If you watched the Academy Award winning film, CODA (trailer below), you’ll appreciate that the character who played the son is a native signer. That is, he learned sign language from his parents from the start.
How do we learn spatial relations? It’s a fundamental ability we pick up early. Much of what we know about how we develop spatial language, for example, left and right, and its link to spatial memory, is from studies with children exposed to language immediately after birth. A group of people, however, are not exposed to language from the get-go. These people are deaf with hearing parents who do not know sign language. Often, they don’t learn language until later and are referred to as “late signers.” About 5% are born to deaf parents and exposed to language after birth. These people are referred to as “native signers.”
Dilay Karadöller, Beyza Sümer, Ercenur Ünal, and Aslı Özyürek (pictured below), the authors of the featured article, used this difference to measure the links between spatial language use and spatial memory accuracy in ways that couldn’t be measured in typically developing children. In this podcast episode, I speak with Dilay about their research.
Transcription
Intro
Chung: You’re listening to All Things Cognition, a Psychonomic Society podcast. Now, here is your host, Laura Mickes.
Intro to the interview with Dilay Karadöller
Mickes: In the upcoming interview, I speak with Dilay Karadöller about her paper published in the Psychonomic Society journal, Memory & Cognition.
Interview with Dilay Karadöller
Mickes: Thank you so much for interviewing with me about your paper.
Karadöller: Yeah. Thank you for the invitation.
Mickes: Your paper is called “Late sign language exposure does not modulate the relation between spatial language and spatial memory in deaf children and adults.” And it’s published in Memory & Cognition. If you allow me, I’m gonna try to sum it up and you tell me if I got it or not.

- Dataset entries
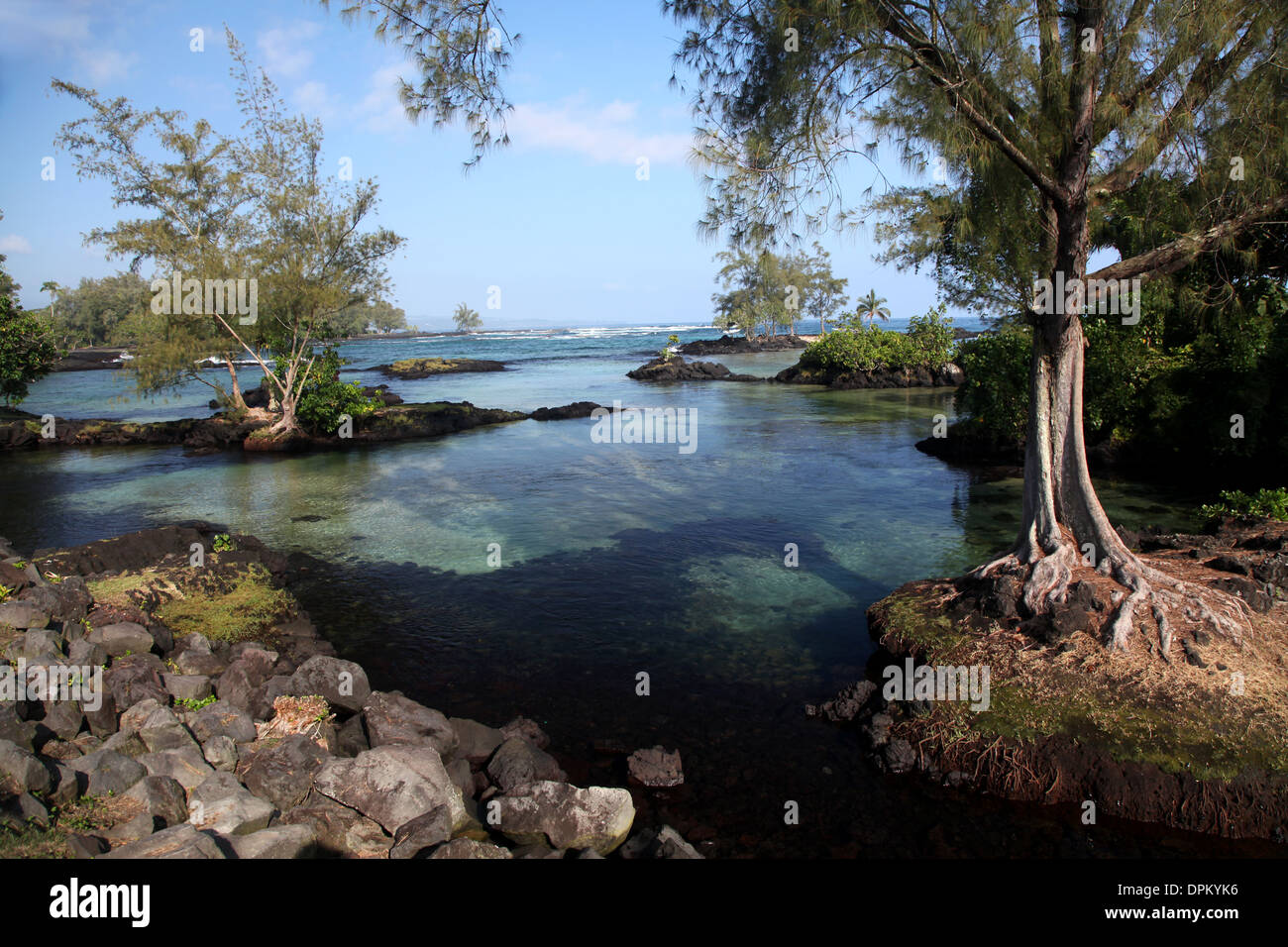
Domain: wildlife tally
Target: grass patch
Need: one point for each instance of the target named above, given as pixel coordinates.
(232, 608)
(82, 817)
(917, 624)
(1131, 707)
(117, 586)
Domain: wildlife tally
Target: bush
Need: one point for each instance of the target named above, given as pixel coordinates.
(325, 397)
(996, 390)
(931, 337)
(927, 343)
(1235, 502)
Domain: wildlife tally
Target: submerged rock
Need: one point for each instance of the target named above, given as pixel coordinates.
(565, 815)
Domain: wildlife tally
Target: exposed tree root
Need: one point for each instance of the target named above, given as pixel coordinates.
(1046, 575)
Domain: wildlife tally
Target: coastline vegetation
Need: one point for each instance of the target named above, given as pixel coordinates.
(857, 347)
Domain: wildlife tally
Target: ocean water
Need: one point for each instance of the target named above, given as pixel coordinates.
(616, 560)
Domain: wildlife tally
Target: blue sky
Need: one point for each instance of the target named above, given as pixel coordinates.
(558, 221)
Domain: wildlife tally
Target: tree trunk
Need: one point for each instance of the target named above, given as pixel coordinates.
(235, 394)
(1064, 525)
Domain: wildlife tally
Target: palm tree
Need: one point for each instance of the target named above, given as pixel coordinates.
(872, 308)
(53, 290)
(467, 318)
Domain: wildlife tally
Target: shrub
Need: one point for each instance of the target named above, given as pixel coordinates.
(1235, 502)
(927, 343)
(931, 337)
(325, 397)
(996, 390)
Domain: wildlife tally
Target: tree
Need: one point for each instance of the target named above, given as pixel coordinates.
(53, 289)
(26, 351)
(465, 318)
(258, 208)
(1081, 99)
(460, 48)
(824, 294)
(872, 308)
(196, 224)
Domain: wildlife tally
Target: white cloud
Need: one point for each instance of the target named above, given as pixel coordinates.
(380, 110)
(284, 52)
(106, 64)
(316, 99)
(75, 30)
(608, 134)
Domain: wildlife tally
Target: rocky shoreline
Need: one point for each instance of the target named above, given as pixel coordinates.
(248, 737)
(395, 421)
(415, 368)
(1186, 741)
(730, 346)
(677, 368)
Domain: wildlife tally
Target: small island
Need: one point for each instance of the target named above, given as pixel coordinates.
(415, 368)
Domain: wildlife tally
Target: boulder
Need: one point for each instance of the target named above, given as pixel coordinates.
(516, 762)
(24, 809)
(223, 805)
(671, 844)
(391, 718)
(476, 742)
(423, 832)
(468, 848)
(220, 753)
(63, 719)
(162, 731)
(237, 684)
(391, 785)
(179, 841)
(16, 729)
(134, 678)
(342, 684)
(84, 654)
(223, 719)
(42, 642)
(22, 615)
(565, 815)
(352, 737)
(124, 638)
(64, 600)
(187, 686)
(106, 772)
(526, 729)
(200, 663)
(184, 764)
(161, 797)
(277, 841)
(656, 767)
(283, 774)
(21, 771)
(339, 830)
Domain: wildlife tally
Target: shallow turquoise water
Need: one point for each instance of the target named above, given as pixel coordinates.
(614, 558)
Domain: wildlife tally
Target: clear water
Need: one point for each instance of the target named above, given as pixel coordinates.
(616, 560)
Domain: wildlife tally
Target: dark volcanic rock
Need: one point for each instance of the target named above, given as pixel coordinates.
(391, 718)
(846, 703)
(579, 408)
(947, 375)
(730, 346)
(516, 762)
(413, 368)
(283, 774)
(678, 369)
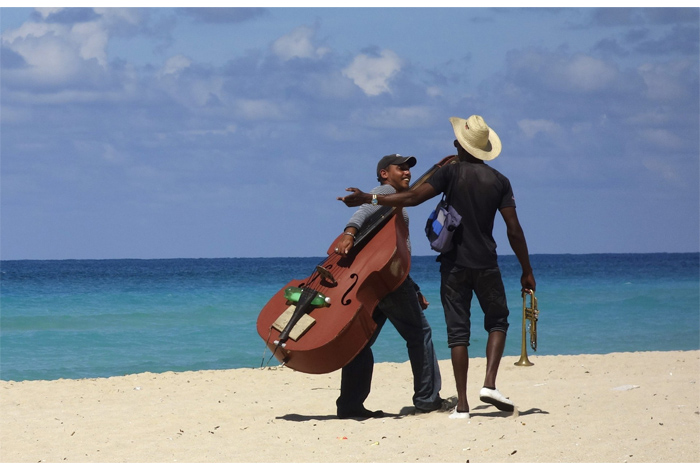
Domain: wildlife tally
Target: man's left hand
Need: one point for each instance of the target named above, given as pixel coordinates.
(355, 199)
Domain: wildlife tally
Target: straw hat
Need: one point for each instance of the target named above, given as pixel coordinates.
(476, 137)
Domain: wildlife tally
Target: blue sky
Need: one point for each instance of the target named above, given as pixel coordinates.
(177, 132)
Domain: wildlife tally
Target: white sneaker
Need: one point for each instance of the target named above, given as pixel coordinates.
(495, 398)
(459, 414)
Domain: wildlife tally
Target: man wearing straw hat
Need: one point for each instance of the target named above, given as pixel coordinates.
(471, 267)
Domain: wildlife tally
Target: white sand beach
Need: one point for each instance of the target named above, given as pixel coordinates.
(621, 407)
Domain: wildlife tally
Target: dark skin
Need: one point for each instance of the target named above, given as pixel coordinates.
(497, 339)
(399, 177)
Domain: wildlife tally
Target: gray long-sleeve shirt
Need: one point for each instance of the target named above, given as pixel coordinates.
(366, 210)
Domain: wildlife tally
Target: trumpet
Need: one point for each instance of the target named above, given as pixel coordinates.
(530, 313)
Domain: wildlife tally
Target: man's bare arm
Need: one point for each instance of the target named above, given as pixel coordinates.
(410, 198)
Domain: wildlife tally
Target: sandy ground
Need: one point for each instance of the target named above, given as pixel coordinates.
(622, 407)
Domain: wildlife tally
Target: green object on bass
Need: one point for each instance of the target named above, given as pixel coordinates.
(294, 293)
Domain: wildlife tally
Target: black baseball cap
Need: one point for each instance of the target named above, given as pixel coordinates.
(395, 159)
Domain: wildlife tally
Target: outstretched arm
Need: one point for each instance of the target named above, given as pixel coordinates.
(516, 238)
(409, 198)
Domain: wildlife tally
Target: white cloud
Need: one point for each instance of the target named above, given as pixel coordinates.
(259, 109)
(372, 74)
(57, 54)
(531, 127)
(298, 44)
(406, 117)
(664, 80)
(585, 73)
(175, 65)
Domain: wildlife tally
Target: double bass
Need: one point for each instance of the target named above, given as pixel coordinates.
(319, 324)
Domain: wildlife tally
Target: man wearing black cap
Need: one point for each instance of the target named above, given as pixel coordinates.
(404, 309)
(471, 267)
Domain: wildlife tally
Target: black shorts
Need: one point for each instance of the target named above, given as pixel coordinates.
(456, 290)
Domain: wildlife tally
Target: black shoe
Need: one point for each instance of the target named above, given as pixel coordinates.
(434, 407)
(360, 413)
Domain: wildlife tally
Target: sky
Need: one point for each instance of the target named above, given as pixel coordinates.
(226, 132)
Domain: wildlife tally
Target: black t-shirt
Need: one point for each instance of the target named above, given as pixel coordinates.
(478, 191)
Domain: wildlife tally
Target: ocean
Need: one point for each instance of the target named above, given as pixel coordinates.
(99, 318)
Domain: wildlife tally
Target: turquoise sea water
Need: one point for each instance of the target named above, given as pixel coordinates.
(101, 318)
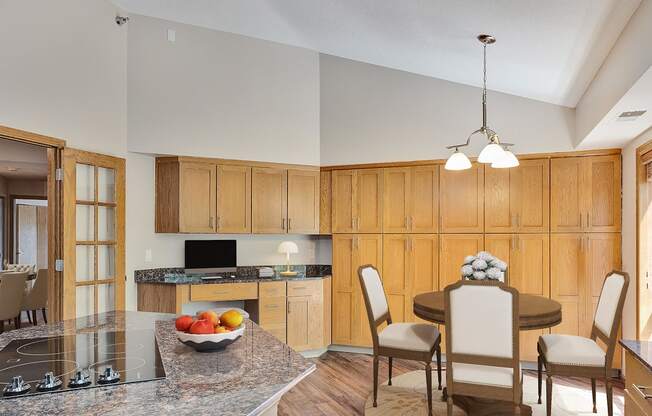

- Set of tasks
A. List the authors of the featured article named in the podcast page about spatial language in deaf signers.
B. Carry on the podcast page about spatial language in deaf signers, picking up after its final line.

- Response list
A.
Dilay Karadöller
Beyza Sümer
Ercenur Ünal
Aslı Özyürek

B.
So, in a nutshell, the paper describes research that you and your collaborators conducted where you’re interested in … if deaf children and adults who use sign language have similar associations between spatial language and spatial memory, that’s found typically in hearing children. So you wanted to see if you found that. Importantly, some of your participants learned signing very early, I believe you call it “native.”
Karadöller: Yeah.
Mickes: Some learned signing later. Did I get the gist of it?
Karadöller: Yeah, kind of. [laughs]
Mickes: [laughs] Will you please give us some background to the research?
Karadöller: Yeah, sure. Of course. We are chasing after one of the fundamental abilities that children need to develop, which is communicating and reasoning about spatial relations. I’m sure you can relate that children from very early on observe and manipulate on objects around them. These objects are often configured in various spatial relations to each other, such as when they’re eating on a table, there’s a fork left of the plate for instance, and they somehow figure out communicating about these spatial configurations and remembering them later on maybe for certain processes.
However, when we look at the literature, majority of previous studies, who aim to understand the development of communication and reasoning of spatial relations, they draw on data from children growing up with typical linguistic experience. So these children are exposed to a language right after birth.
Mickes: Right?
Karadöller: Unfortunately, this is not the case for many deaf children. Most deaf children, like around 95% of the deaf population, are born to hearing parents.
Mickes: Wow!
Karadöller: And they lack immediate access to a conventional sign or spoken language. They cannot access to the spoken language around them because they cannot hear. And usually their parents are hearing, who doesn’t know sign language, so they cannot communicate with their kid in sign language. And even with hearing aids, these devices may not provide enough access to the surrounding speech in some circumstances.
Mickes: They may not be picking up the spatial language …
Karadöller: Any language, not only spoken language
Mickes: Of course, but …
Karadöller: They cannot pick up any language
Mickes: 95%!
Karadöller: Yeah, it’s a huge percentage.
Mickes: Wow.
Karadöller: These children are called “late signers” because they get their first exposure to a conventional language usually later in life. For instance, in our case, in our data, is that children were getting their sign language exposure around the age six when they start the school for the deaf.
Mickes: Wow.
Karadöller:
And the mean of education was not also in Turkish sign language. It was a Turkish sample. They only get exposed to sign language – the first sign language exposure they had is from peers who know sign language only during play sessions or recess.
Mickes: Oh. Are the parents using gesture?
Karadöller: Sure. There are gestural communication systems at home, but these are idiosyncratic.
Mickes: Sure.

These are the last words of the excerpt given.